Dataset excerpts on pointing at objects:
########################################

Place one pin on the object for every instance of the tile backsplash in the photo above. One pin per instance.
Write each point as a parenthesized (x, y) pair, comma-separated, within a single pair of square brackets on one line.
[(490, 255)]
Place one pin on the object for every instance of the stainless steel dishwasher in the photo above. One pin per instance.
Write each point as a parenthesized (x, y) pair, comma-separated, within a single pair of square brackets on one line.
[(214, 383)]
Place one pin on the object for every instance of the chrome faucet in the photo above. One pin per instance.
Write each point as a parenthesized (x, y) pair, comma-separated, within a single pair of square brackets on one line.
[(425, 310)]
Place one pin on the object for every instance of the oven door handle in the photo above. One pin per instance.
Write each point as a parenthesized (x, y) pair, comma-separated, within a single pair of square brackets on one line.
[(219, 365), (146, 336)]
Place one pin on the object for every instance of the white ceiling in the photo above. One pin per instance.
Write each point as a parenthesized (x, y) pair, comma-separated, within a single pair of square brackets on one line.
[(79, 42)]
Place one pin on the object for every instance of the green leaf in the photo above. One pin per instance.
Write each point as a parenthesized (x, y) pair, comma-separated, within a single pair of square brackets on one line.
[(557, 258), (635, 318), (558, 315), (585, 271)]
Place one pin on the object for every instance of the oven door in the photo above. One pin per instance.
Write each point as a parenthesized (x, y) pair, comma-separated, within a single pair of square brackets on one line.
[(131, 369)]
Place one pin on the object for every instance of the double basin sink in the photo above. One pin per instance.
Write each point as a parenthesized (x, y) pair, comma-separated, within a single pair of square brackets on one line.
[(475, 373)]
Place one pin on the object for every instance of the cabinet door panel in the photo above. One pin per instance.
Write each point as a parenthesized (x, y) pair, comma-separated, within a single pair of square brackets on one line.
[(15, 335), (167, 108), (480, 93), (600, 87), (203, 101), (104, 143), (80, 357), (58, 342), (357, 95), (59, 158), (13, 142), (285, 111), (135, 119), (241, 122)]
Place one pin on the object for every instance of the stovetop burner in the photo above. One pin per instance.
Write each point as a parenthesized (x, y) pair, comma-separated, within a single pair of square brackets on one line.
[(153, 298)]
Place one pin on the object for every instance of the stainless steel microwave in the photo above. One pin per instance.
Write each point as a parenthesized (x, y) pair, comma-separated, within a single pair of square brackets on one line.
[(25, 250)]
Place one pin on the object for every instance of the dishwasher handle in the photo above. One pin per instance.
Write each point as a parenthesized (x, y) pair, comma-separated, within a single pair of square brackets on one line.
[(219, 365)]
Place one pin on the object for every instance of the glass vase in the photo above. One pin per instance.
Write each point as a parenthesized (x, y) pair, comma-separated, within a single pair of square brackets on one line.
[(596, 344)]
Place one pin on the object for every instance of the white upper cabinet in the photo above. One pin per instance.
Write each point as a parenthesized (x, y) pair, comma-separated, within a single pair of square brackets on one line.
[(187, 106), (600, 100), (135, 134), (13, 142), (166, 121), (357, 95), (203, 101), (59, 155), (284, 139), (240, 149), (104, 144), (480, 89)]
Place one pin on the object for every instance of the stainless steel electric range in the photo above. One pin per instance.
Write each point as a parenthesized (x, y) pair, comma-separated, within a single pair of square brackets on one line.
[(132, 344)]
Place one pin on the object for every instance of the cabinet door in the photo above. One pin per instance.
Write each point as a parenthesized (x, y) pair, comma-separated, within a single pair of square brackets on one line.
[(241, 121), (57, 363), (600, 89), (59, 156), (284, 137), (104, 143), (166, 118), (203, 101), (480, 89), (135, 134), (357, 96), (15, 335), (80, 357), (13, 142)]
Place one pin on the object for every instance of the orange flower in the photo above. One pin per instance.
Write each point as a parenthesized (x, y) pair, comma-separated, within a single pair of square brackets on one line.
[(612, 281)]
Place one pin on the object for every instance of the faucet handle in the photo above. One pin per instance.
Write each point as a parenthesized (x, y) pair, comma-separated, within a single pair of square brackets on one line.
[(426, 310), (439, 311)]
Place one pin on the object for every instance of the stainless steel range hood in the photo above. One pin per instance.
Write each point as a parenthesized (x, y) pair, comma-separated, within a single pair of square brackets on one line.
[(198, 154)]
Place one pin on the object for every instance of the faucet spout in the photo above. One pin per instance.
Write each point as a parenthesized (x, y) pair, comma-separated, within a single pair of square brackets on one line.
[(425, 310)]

########################################

• **GIVEN PROBLEM**: Copy every record above word for word, keeping each line unchanged and in its original order.

• **ANSWER FOR THE TASK**:
Place one pin on the object for every instance of the tile backsplash in the photo above. One pin per instance.
Write each point as a parenthesized (x, y) pair, comma-separated, within a single pair of square brackets on one line.
[(490, 255)]
Place one pin on the object for every instance of the stainless steel dishwasher in the photo above. One pin per instance.
Write each point as a parenthesized (x, y) pair, comma-separated, within a single pair of square brackets on one line.
[(214, 383)]
Place one pin on the object for every instance of the chrome faucet in the photo above. One pin per instance.
Write each point as a parenthesized (x, y) pair, comma-separated, within a single pair of square brackets on one line.
[(425, 310)]
Place one pin on the object for every instance of the oven door handle in the photo above. One pin per instance.
Write each point as a parenthesized (x, y) pair, comma-separated, within a single pair of square brackets on one line.
[(219, 365), (146, 336)]
Place one pin on the object for every instance of the white ceiling in the photo above. One pin per instance.
Write each point as a parenthesized (x, y) pair, comma-separated, within a single pair of square brackets on one line.
[(79, 42)]
Place one pin on the object for every instance of the green leaf in the photo above. One pin per instance.
Write each point as a parenthesized (x, y) pair, comma-separated, within a single pair of square brackets on one line.
[(557, 258), (635, 318), (558, 315), (585, 271)]
Place one pin on the object for every instance of the oven door in the photo above. One pin per instance.
Write each point as a parenthesized (x, y) pair, comma-separated, within a single pair of square brackets on one line.
[(131, 369)]
Place one pin on the object for every instance of the double basin sink in the photo above. One pin per instance.
Write each point as a parenthesized (x, y) pair, comma-separated, within a single pair of square brackets on one line.
[(475, 373)]
Place one pin on the object for every instance of the cabinet door panel in the photo above. One pin per instance.
Write each point as a parenthesized (x, y) pair, comma-separated, within a single pair of square brackets on one line.
[(15, 335), (167, 108), (480, 93), (600, 87), (203, 101), (104, 143), (80, 357), (58, 342), (357, 95), (59, 158), (13, 142), (285, 111), (135, 119), (241, 122)]
Place one pin on the object for every instance of the stovetop burner in the photo above. One pin per instance.
Write each point as a parenthesized (x, y) pair, comma-separated, within a single pair of square brackets on one line.
[(153, 298)]
Place one pin on the object for every instance of the stainless steel microwave in the photo above. One pin per instance.
Write each point as a parenthesized (x, y) pair, comma-separated, within a single pair of square brackets on one line.
[(25, 250)]
Place one pin on the object for every instance of the dishwasher handle in the photo above. One pin per instance.
Write each point as a parenthesized (x, y) pair, comma-separated, within a single pair of square brackets on one line.
[(219, 365)]
Place one pin on the object for every instance of the glass vase in the photo above. One pin per instance.
Write each point as a parenthesized (x, y) pair, comma-separated, within a single pair of square brackets on one line.
[(596, 344)]
Place one pin on the object for every instance of the white upper cabinet in the photo above. One pin per instance.
Write each point as a parenthesized (x, y) pair, comma-separated, within a single pair of square brackets on one line.
[(187, 106), (600, 100), (135, 134), (13, 142), (166, 121), (357, 95), (203, 101), (59, 155), (284, 139), (240, 149), (104, 144), (480, 89)]
Place one pin on the object for every instance of the stainless steel electric range in the photo above. One pin per instance.
Write each point as a parenthesized (x, y) pair, comma-separated, within a single pair of square brackets on one line.
[(132, 344)]
Place one pin on the object for every instance of the cabinet door in the photo above. One pin per instance.
Write each point as a parenthesized (x, y) pair, comma-separated, within a single pair of square brackets on one line.
[(241, 121), (57, 363), (600, 89), (59, 156), (284, 137), (104, 143), (166, 118), (203, 101), (480, 89), (135, 134), (357, 96), (15, 335), (80, 357), (13, 142)]
Place one pin on the object for every instance of the orange flower in the photo above. One pin per instance.
Write each point as a parenthesized (x, y) pair, comma-separated, within a single pair of square brackets on one line.
[(612, 281)]
Place one pin on the object for every instance of the faucet handle in the photo above. One pin per instance.
Write each point as a parenthesized (x, y) pair, comma-separated, within a single pair of square brackets on one line.
[(426, 310), (439, 311)]
Place one pin on the object for every instance of the stainless steel range hood in the photo above. One pin per instance.
Write each point as a parenthesized (x, y) pair, comma-separated, within a single pair of square brackets on one line.
[(198, 154)]
Place one pin on the object for every instance of the faucet spout in the photo above. One pin per instance.
Write each point as a parenthesized (x, y) pair, comma-separated, within a single pair of square brackets on one line.
[(425, 310)]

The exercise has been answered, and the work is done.